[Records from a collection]

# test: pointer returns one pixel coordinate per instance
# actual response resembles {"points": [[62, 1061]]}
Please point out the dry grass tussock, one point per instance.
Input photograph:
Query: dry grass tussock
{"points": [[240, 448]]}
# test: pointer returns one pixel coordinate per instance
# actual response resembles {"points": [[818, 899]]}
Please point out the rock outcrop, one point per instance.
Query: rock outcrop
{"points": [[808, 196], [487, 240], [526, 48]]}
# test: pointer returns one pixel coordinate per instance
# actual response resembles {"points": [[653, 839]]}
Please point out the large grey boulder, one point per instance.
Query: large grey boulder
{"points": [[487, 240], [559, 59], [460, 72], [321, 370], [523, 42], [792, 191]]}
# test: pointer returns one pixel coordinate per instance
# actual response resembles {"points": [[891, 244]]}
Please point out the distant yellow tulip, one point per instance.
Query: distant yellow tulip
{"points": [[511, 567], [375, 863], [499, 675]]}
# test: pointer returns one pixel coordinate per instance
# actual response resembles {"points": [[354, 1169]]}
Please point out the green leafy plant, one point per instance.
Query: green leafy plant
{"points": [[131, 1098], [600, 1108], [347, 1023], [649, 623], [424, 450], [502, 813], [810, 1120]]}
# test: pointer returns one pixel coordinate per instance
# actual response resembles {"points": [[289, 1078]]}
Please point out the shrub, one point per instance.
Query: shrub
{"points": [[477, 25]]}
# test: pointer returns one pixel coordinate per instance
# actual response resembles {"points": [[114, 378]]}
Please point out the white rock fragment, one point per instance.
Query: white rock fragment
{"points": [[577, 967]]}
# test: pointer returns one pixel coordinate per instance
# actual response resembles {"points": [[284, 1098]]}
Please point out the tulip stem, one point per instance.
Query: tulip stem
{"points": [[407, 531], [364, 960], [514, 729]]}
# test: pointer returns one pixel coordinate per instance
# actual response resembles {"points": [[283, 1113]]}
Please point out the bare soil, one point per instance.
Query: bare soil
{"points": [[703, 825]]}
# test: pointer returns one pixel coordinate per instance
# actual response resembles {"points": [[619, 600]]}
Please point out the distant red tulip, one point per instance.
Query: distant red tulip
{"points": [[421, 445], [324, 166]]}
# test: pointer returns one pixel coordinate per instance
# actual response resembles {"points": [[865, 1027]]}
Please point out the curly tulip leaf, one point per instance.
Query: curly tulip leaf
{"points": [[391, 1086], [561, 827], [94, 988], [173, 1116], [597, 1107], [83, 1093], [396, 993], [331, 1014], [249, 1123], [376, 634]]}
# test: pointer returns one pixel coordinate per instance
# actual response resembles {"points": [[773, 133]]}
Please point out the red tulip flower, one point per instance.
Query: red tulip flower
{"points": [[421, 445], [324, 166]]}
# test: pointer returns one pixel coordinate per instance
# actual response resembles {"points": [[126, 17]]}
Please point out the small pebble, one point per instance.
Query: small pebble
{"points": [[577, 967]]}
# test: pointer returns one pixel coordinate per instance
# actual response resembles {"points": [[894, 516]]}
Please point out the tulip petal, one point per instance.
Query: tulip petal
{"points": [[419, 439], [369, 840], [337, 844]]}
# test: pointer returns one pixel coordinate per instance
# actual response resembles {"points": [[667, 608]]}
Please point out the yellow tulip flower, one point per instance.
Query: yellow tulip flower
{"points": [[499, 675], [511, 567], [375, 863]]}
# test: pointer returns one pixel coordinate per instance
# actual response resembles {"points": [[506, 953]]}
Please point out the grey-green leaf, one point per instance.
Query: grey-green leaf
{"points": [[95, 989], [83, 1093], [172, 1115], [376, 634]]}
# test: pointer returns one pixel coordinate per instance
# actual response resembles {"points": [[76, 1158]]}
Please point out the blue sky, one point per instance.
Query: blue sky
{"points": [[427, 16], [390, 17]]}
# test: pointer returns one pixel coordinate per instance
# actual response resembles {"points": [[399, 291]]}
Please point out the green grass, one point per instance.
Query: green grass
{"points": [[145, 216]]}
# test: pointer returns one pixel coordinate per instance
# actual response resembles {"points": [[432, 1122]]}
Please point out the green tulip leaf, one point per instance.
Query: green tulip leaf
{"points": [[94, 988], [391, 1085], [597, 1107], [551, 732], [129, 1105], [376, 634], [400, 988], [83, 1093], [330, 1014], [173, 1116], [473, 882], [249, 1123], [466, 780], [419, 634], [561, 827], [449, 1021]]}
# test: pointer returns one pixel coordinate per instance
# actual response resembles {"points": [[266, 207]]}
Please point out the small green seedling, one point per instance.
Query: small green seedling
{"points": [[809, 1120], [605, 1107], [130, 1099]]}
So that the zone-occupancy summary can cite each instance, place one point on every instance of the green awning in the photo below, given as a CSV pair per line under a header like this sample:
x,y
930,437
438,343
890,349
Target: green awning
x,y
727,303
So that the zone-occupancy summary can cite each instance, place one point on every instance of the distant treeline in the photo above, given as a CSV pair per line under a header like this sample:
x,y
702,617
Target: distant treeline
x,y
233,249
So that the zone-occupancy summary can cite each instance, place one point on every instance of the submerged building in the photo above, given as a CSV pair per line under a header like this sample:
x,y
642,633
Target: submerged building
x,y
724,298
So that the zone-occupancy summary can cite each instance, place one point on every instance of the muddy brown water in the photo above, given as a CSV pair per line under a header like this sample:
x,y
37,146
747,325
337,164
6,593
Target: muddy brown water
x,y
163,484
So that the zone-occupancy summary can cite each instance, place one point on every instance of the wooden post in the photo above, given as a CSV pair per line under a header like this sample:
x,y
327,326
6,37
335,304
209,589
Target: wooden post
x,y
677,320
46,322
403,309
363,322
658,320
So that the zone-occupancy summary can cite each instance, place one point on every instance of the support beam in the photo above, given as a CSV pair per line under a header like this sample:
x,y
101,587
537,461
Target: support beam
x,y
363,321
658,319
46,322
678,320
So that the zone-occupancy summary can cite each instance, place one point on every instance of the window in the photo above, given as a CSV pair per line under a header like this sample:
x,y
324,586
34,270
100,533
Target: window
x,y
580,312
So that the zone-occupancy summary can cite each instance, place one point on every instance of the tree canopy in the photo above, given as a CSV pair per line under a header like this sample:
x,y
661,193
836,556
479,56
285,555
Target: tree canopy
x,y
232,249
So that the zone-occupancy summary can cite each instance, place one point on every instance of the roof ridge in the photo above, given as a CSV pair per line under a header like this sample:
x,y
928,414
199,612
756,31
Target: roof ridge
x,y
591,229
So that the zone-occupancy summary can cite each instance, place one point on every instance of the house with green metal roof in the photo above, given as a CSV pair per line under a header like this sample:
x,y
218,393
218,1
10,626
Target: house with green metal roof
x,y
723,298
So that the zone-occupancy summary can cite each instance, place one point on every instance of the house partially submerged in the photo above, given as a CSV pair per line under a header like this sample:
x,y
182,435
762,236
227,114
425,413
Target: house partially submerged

§ Problem: Could you write out all the records above again, swapping "rock outcrop" for "rocky outcrop" everywhere and leaving everything else unchanged?

§ Task response:
# test: pointer returns one pixel coordinate per instance
# actual response resembles {"points": [[62, 1061]]}
Please point out the dry grass tussock, one point per instance.
Input photograph:
Query: dry grass tussock
{"points": [[240, 448]]}
# test: pointer returns one pixel coordinate per instance
# actual response resembles {"points": [[818, 899]]}
Please point out the rocky outcrop, one point per instance.
Query: rocky outcrop
{"points": [[808, 196], [487, 240], [526, 48]]}
# test: pointer returns one pixel coordinate per instance
# actual response resembles {"points": [[653, 839]]}
Please point out the large grey boulder, one point per instance.
Query: large grey boulder
{"points": [[487, 240], [559, 59], [460, 72], [321, 370], [523, 42], [792, 191]]}
# test: pointer returns one pixel coordinate per instance
# actual response resembles {"points": [[891, 244]]}
Please point out the distant yellow tulip, one point per instance.
Query: distant yellow tulip
{"points": [[511, 567], [375, 863], [499, 675]]}
# test: pointer returns one pixel coordinate per instance
# actual response resembles {"points": [[354, 1169]]}
Please point out the green leafy plant, one point per instance.
Query: green leafy plant
{"points": [[131, 1098], [600, 1108], [347, 1023], [649, 623], [424, 450], [502, 813], [810, 1120]]}
# test: pointer returns one pixel coordinate per instance
# actual response resembles {"points": [[289, 1078]]}
Please point out the shrub, one point per instance.
Query: shrub
{"points": [[477, 25]]}
# test: pointer returns one pixel coordinate per instance
# actual response resembles {"points": [[114, 378]]}
Please point out the white rock fragment, one point per instance.
Query: white rock fragment
{"points": [[577, 967]]}
# test: pointer returns one pixel coordinate per instance
# actual response resembles {"points": [[284, 1098]]}
Please point out the tulip stem, one point per instance.
Query: tulip stem
{"points": [[407, 531], [364, 960], [514, 729]]}
# test: pointer returns one pixel coordinate per instance
# actual response resembles {"points": [[283, 1113]]}
Please point out the bare soil, one point per instance.
Query: bare soil
{"points": [[703, 825]]}
# test: pointer returns one pixel coordinate per instance
# actual response resembles {"points": [[619, 600]]}
Please point out the distant red tulip, one point per instance.
Query: distant red tulip
{"points": [[421, 445], [324, 166]]}
# test: pointer returns one pixel coordinate per instance
# actual response resembles {"points": [[865, 1027]]}
Please point out the curly tulip leaf, one point per instance.
Query: curly tulip leaf
{"points": [[391, 1086], [561, 827], [94, 988], [173, 1116], [597, 1107], [83, 1093], [396, 993], [331, 1014], [249, 1123], [376, 634]]}
# test: pointer returns one pixel coordinate per instance
# actual response resembles {"points": [[773, 133]]}
Please point out the red tulip flower, one point per instance.
Query: red tulip flower
{"points": [[421, 445], [324, 166]]}
# test: pointer returns one pixel coordinate per instance
# actual response resembles {"points": [[126, 17]]}
Please point out the small pebble, one point per instance.
Query: small pebble
{"points": [[577, 967]]}
# test: pointer returns one pixel coordinate per instance
# actual response resembles {"points": [[894, 516]]}
Please point out the tulip petal, one point per instance.
Query: tulip petal
{"points": [[419, 439], [369, 840], [337, 844]]}
# test: pointer returns one pixel coordinate per instance
# actual response resembles {"points": [[667, 608]]}
Please point out the yellow tulip flower, one point per instance.
Query: yellow tulip flower
{"points": [[499, 675], [511, 567], [375, 863]]}
# test: pointer returns one pixel coordinate per instance
# actual response resembles {"points": [[506, 953]]}
Please point out the grey-green leaf, one point per instance.
Query: grey-green leaf
{"points": [[95, 989], [83, 1093], [172, 1115], [376, 634]]}
# test: pointer returns one pixel coordinate per instance
# actual response resembles {"points": [[76, 1158]]}
Please point out the blue sky, one point per instance.
Query: blue sky
{"points": [[427, 16], [390, 17]]}
# test: pointer returns one pixel coordinate per instance
# actual response resembles {"points": [[399, 291]]}
Please point out the green grass, one point per instance.
Query: green grass
{"points": [[145, 216]]}
# test: pointer returns one pixel coordinate per instance
# actual response resembles {"points": [[432, 1122]]}
Please point out the green tulip leaf, one point per instance.
Query: green tulip leaf
{"points": [[94, 988], [391, 1085], [597, 1107], [551, 732], [129, 1105], [376, 634], [400, 988], [83, 1093], [330, 1014], [173, 1116], [473, 882], [249, 1123], [466, 780], [419, 634], [561, 827], [449, 1021]]}
# test: pointer returns one pixel coordinate per instance
# actual response resembles {"points": [[266, 207]]}
Please point out the small green seedling, one point per instance.
Query: small green seedling
{"points": [[809, 1120], [605, 1107], [130, 1099]]}
So that the zone-occupancy summary can cite each instance, place one point on every instance of the green awning in the photo below, given as a CSV pair per line under a header like this sample:
x,y
930,437
438,343
890,349
Target: green awning
x,y
727,303
So that the zone-occupancy summary can cite each instance, place one point on every instance of the distant treeline in the photo above, given as a CSV pair per line under a header like this sample:
x,y
702,617
Target: distant treeline
x,y
233,249
So that the zone-occupancy summary can cite each instance, place one point on every instance of the submerged building in the photo above, given as a CSV pair per line under a header like this sample:
x,y
642,633
Target: submerged building
x,y
724,298
So that the zone-occupancy summary can cite each instance, place one point on every instance of the muddy brown water in the photo above, given as a CSV pair per line under a header like this sample:
x,y
37,146
747,325
337,164
6,593
Target: muddy brown water
x,y
163,484
So that the zone-occupancy summary can cite each instance, place one point on every instance of the wooden post in the photo above, given as a CSV pair per line under a header like this sample:
x,y
327,326
6,37
335,304
209,589
Target: wooden post
x,y
677,320
46,322
403,309
363,322
658,320
So that the zone-occupancy summary can cite each instance, place one point on every instance of the support beam in the photo above, given as a CSV pair per line under a header like this sample:
x,y
101,587
537,461
Target: support beam
x,y
363,321
658,319
46,322
678,320
So that the zone-occupancy summary can cite each instance, place one point on every instance of the window in the photo above, given as a CSV pair per line under a header like this sample:
x,y
324,586
34,270
100,533
Target: window
x,y
580,312
So that the zone-occupancy summary can cite each instance, place one point on every instance of the tree canopy in the photo above, given as a CSV pair per line under a header like this sample:
x,y
661,193
836,556
479,56
285,555
Target: tree canopy
x,y
232,249
So that the zone-occupancy summary can cite each instance, place one point on every instance of the roof ridge in the photo above, given as a CSV pair per line under a header like this sample:
x,y
928,414
199,612
756,31
Target: roof ridge
x,y
591,229
So that the zone-occupancy summary can cite each instance, place one point on every instance of the house with green metal roof in the photo above, given as a CSV pair per line under a header like this sample:
x,y
218,393
218,1
10,626
Target: house with green metal roof
x,y
723,298
So that the zone-occupancy summary can cite each instance, place one point on every instance of the house partially submerged in the photo above, given as a CSV pair per line under a header like this sample:
x,y
182,435
762,236
227,114
425,413
Target: house partially submerged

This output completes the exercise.